→ Problem
Beginning with the line that contains "Query: grass verge", extract each line through the end of the listing below, with no additions or omissions.

*** Opening of Material for this exercise ***

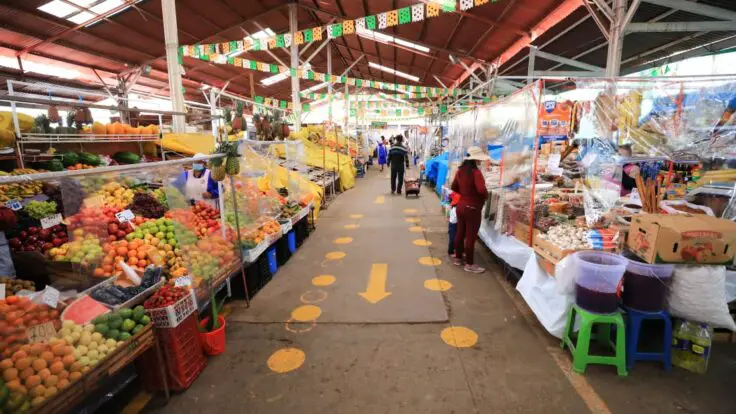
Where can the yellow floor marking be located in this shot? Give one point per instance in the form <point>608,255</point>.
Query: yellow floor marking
<point>459,336</point>
<point>581,385</point>
<point>286,360</point>
<point>138,404</point>
<point>376,290</point>
<point>430,261</point>
<point>319,296</point>
<point>306,313</point>
<point>323,280</point>
<point>437,285</point>
<point>335,255</point>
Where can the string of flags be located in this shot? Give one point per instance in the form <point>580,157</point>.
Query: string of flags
<point>214,54</point>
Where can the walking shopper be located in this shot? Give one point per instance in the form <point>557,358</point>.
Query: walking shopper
<point>471,186</point>
<point>398,160</point>
<point>382,152</point>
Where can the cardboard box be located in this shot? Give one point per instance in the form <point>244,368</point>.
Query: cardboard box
<point>661,238</point>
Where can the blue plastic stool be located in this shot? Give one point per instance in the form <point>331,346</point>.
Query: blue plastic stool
<point>291,236</point>
<point>273,264</point>
<point>633,326</point>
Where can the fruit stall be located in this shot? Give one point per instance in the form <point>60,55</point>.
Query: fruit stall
<point>113,265</point>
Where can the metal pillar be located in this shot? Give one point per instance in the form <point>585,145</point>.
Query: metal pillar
<point>171,36</point>
<point>295,99</point>
<point>616,38</point>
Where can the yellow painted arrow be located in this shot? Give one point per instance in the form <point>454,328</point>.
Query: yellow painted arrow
<point>376,290</point>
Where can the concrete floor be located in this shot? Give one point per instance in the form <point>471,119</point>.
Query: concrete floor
<point>388,357</point>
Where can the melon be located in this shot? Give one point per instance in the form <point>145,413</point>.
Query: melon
<point>83,310</point>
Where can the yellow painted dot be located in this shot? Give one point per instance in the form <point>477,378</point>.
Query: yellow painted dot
<point>437,285</point>
<point>323,280</point>
<point>286,360</point>
<point>335,255</point>
<point>306,313</point>
<point>459,336</point>
<point>430,261</point>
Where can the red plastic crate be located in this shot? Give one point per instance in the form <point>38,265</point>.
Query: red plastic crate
<point>182,351</point>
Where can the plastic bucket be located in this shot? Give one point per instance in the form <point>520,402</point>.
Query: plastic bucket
<point>646,285</point>
<point>273,264</point>
<point>598,278</point>
<point>291,236</point>
<point>213,343</point>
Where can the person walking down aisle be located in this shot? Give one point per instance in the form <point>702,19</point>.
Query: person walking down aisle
<point>398,161</point>
<point>382,152</point>
<point>471,186</point>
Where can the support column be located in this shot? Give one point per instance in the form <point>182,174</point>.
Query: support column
<point>616,39</point>
<point>171,36</point>
<point>295,99</point>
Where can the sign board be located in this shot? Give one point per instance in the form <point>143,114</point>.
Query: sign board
<point>41,333</point>
<point>125,216</point>
<point>51,221</point>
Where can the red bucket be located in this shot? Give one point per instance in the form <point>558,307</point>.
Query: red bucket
<point>213,343</point>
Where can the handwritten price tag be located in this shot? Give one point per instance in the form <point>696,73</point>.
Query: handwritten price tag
<point>51,221</point>
<point>125,216</point>
<point>41,333</point>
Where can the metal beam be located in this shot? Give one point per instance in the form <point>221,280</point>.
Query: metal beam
<point>566,61</point>
<point>696,8</point>
<point>729,26</point>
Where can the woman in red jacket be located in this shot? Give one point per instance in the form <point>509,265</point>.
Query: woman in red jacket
<point>471,186</point>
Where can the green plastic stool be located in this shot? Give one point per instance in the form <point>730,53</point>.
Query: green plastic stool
<point>580,349</point>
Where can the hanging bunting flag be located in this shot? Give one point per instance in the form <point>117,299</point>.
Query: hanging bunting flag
<point>405,15</point>
<point>392,18</point>
<point>348,27</point>
<point>382,20</point>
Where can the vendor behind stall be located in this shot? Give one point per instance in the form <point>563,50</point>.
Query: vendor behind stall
<point>630,171</point>
<point>197,185</point>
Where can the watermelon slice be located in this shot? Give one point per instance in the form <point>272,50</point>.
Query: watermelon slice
<point>83,310</point>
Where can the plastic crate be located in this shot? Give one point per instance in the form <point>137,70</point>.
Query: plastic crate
<point>172,315</point>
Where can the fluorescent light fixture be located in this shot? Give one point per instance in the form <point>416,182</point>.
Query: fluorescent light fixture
<point>393,71</point>
<point>40,68</point>
<point>315,88</point>
<point>384,38</point>
<point>280,76</point>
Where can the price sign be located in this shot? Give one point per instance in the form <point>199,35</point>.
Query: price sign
<point>125,216</point>
<point>50,296</point>
<point>51,221</point>
<point>42,332</point>
<point>14,205</point>
<point>183,281</point>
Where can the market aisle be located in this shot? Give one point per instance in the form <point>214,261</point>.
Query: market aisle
<point>472,352</point>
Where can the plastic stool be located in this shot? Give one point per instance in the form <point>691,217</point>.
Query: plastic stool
<point>633,326</point>
<point>273,264</point>
<point>581,347</point>
<point>292,241</point>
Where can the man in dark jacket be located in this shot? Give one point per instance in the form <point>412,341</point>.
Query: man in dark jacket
<point>398,160</point>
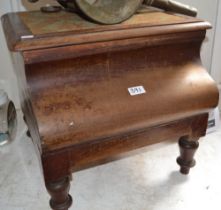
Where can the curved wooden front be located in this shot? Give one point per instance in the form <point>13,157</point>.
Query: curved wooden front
<point>86,98</point>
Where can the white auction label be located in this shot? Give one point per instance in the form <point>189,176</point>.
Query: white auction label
<point>136,90</point>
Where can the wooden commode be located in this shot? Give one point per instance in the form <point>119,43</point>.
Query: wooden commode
<point>90,92</point>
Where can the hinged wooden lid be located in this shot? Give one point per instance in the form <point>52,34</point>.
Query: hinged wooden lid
<point>37,30</point>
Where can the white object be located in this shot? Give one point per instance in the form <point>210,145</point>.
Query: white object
<point>138,90</point>
<point>213,121</point>
<point>3,97</point>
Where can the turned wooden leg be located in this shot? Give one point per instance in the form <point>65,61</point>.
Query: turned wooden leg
<point>187,151</point>
<point>60,199</point>
<point>27,132</point>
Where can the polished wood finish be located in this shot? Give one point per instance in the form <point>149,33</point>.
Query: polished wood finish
<point>73,83</point>
<point>60,199</point>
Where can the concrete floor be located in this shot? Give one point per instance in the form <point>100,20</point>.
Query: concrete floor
<point>148,181</point>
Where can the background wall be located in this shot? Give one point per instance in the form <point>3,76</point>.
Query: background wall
<point>209,10</point>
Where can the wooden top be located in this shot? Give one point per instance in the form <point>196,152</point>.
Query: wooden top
<point>37,30</point>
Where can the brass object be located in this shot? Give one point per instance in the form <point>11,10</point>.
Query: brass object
<point>173,6</point>
<point>117,11</point>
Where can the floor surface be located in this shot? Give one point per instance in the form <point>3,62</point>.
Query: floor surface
<point>148,181</point>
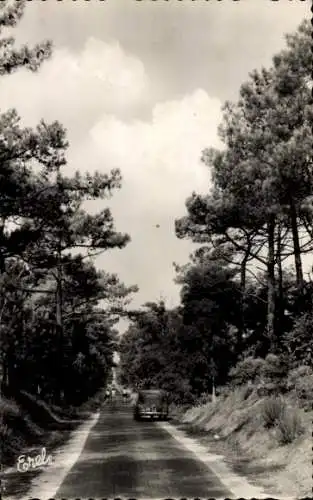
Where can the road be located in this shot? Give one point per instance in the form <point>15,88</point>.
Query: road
<point>125,458</point>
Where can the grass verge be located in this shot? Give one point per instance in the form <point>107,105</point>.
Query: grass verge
<point>277,457</point>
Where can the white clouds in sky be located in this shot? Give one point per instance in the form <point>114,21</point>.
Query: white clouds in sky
<point>91,93</point>
<point>77,88</point>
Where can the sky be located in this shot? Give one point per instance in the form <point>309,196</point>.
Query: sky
<point>139,85</point>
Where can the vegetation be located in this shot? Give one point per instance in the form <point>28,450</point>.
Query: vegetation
<point>57,311</point>
<point>246,303</point>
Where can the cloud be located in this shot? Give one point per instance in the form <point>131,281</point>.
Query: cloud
<point>77,88</point>
<point>96,94</point>
<point>160,163</point>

*** Close of Material for this exercise ***

→ Reply
Query: grass verge
<point>277,457</point>
Where can the white clouds in sky be located in this shot? Give one point per instance in the form <point>114,21</point>.
Query: white clouds in sky
<point>91,93</point>
<point>77,88</point>
Where can the sky be located in this shot? Give one point per instance in the form <point>309,196</point>.
Query: sky
<point>139,85</point>
Where can the vegetation be located in this shot? Give one point per instance in the form <point>28,450</point>.
Query: vegetation
<point>57,311</point>
<point>246,303</point>
Where can the cloud be located in this shot? Give one point per instance in the form <point>131,281</point>.
Query: cloud
<point>77,88</point>
<point>96,94</point>
<point>160,163</point>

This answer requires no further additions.